* [The data]:

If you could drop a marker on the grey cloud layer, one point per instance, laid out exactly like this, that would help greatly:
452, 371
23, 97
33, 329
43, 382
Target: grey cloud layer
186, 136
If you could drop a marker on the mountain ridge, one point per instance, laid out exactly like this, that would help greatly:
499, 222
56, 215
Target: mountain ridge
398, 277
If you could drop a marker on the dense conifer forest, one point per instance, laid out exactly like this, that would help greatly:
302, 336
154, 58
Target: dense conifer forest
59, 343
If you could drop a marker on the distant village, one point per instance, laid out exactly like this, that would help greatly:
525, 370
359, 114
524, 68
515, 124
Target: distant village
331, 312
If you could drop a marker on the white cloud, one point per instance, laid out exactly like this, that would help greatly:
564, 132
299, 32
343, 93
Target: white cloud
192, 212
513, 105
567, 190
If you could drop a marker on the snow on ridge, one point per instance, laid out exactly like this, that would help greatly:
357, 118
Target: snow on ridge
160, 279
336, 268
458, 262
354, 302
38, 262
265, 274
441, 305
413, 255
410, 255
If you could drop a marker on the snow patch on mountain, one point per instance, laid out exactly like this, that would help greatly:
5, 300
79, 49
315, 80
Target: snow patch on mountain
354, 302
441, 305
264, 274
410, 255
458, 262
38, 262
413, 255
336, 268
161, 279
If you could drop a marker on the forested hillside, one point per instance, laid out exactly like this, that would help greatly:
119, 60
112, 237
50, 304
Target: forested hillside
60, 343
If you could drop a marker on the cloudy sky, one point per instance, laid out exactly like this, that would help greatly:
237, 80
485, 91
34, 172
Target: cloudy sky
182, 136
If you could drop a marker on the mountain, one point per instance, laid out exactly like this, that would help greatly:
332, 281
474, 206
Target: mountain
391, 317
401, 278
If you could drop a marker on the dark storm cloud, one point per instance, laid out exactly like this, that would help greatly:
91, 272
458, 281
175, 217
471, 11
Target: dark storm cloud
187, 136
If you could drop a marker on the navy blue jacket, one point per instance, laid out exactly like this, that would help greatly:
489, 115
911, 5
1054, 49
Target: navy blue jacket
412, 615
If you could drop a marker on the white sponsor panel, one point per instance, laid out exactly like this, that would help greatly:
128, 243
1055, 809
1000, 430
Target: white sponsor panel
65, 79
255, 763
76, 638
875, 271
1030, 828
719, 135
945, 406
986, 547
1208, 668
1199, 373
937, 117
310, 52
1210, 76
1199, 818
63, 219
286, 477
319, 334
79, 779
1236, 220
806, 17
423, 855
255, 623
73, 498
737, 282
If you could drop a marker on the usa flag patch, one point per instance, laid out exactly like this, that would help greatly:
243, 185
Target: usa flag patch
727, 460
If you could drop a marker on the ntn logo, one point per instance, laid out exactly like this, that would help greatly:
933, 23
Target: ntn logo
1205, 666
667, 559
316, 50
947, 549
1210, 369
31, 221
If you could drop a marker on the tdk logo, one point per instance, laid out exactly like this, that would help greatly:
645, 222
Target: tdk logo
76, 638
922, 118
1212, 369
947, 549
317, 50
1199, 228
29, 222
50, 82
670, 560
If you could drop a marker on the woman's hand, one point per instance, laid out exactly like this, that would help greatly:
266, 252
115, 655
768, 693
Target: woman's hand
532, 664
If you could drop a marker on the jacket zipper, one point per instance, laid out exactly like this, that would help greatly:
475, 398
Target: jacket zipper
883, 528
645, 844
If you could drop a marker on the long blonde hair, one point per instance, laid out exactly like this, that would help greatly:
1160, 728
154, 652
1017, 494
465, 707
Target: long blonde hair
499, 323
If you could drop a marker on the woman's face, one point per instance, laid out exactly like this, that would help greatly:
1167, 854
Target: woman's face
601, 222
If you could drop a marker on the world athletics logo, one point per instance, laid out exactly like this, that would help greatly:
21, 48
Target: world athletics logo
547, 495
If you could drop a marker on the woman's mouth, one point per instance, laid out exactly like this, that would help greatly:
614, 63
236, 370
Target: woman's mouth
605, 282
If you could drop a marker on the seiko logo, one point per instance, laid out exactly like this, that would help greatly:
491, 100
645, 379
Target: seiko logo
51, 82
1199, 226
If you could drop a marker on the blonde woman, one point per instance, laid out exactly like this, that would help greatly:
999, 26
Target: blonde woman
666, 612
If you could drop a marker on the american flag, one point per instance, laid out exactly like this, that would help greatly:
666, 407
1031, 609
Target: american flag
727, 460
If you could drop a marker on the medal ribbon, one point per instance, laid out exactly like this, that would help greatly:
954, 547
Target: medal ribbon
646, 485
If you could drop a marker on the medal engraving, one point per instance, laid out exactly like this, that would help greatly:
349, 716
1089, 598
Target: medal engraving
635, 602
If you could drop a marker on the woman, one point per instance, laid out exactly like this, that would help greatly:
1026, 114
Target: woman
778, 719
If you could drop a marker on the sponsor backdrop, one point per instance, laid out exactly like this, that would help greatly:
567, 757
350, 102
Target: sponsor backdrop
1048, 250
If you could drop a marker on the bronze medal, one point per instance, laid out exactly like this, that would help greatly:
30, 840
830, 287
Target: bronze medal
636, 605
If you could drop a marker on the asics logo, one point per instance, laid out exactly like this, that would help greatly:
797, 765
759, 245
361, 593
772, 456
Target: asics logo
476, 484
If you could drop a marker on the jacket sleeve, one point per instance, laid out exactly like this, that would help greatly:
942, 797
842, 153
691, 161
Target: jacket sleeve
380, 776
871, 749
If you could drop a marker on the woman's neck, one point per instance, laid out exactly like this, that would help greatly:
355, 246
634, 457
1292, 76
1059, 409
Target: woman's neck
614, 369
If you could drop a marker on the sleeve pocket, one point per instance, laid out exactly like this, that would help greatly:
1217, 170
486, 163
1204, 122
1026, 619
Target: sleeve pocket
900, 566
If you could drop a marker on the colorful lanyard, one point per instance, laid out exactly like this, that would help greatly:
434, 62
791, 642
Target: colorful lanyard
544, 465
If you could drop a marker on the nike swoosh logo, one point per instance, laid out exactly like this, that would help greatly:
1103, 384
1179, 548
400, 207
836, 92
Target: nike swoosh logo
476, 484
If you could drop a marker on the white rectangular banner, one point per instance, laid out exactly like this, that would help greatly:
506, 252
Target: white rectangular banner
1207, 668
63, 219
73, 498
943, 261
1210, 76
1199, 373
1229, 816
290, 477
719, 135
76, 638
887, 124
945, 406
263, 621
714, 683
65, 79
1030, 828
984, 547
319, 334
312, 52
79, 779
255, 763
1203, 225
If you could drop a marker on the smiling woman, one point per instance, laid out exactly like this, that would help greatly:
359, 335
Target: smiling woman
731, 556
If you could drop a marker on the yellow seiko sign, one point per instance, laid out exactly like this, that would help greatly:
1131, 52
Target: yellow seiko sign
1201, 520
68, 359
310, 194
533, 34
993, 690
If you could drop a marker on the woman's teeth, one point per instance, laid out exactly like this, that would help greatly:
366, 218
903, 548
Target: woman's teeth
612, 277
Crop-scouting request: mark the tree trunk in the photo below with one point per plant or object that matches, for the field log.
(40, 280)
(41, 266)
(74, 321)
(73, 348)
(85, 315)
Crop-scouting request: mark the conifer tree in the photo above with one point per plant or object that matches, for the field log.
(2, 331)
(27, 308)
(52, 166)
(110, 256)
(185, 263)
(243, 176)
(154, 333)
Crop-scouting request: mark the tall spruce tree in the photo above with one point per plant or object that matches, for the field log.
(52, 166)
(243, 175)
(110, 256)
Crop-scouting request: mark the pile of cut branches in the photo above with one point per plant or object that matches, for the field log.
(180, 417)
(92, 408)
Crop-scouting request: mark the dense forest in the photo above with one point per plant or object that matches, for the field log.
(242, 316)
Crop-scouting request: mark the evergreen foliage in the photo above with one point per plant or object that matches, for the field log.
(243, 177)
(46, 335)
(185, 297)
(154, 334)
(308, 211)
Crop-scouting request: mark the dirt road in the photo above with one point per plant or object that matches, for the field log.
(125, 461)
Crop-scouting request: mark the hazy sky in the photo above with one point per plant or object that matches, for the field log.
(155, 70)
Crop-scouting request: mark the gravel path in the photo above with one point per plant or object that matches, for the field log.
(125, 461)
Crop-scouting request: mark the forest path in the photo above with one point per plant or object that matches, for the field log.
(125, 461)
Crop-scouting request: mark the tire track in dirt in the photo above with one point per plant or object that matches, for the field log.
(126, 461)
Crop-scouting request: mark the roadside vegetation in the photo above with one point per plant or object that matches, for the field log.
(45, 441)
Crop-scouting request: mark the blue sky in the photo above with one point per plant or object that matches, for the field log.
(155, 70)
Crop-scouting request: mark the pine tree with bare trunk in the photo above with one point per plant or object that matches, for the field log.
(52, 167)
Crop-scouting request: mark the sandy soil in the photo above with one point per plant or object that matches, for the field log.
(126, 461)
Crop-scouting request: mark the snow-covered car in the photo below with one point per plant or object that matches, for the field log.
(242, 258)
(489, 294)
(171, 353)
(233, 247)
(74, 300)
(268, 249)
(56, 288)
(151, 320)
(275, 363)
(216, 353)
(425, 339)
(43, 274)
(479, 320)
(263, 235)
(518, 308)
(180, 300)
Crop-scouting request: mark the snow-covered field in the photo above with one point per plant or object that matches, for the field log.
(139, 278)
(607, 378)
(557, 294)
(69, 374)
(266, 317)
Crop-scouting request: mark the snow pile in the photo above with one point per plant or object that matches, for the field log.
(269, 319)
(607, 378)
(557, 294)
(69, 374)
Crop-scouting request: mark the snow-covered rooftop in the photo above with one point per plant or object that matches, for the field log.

* [Do this]: The line containing "Crop-scouting request: mark the snow-covered field" and every line after it, through the end of the records, should be repeated exactly and alone.

* [Result of the exercise]:
Crop-scouting request: mark the snow-covered field in the photo above with one point per plant or object that matches, for the field log.
(139, 278)
(607, 378)
(557, 294)
(69, 374)
(266, 317)
Crop-scouting request: mark the snow pile in the photo above with one point per plant or object that matches, for the field log.
(269, 319)
(607, 378)
(557, 294)
(69, 374)
Crop-scouting request: mark the snow-covered rooftop in the photo above with one point per plant or object that matches, for the field log.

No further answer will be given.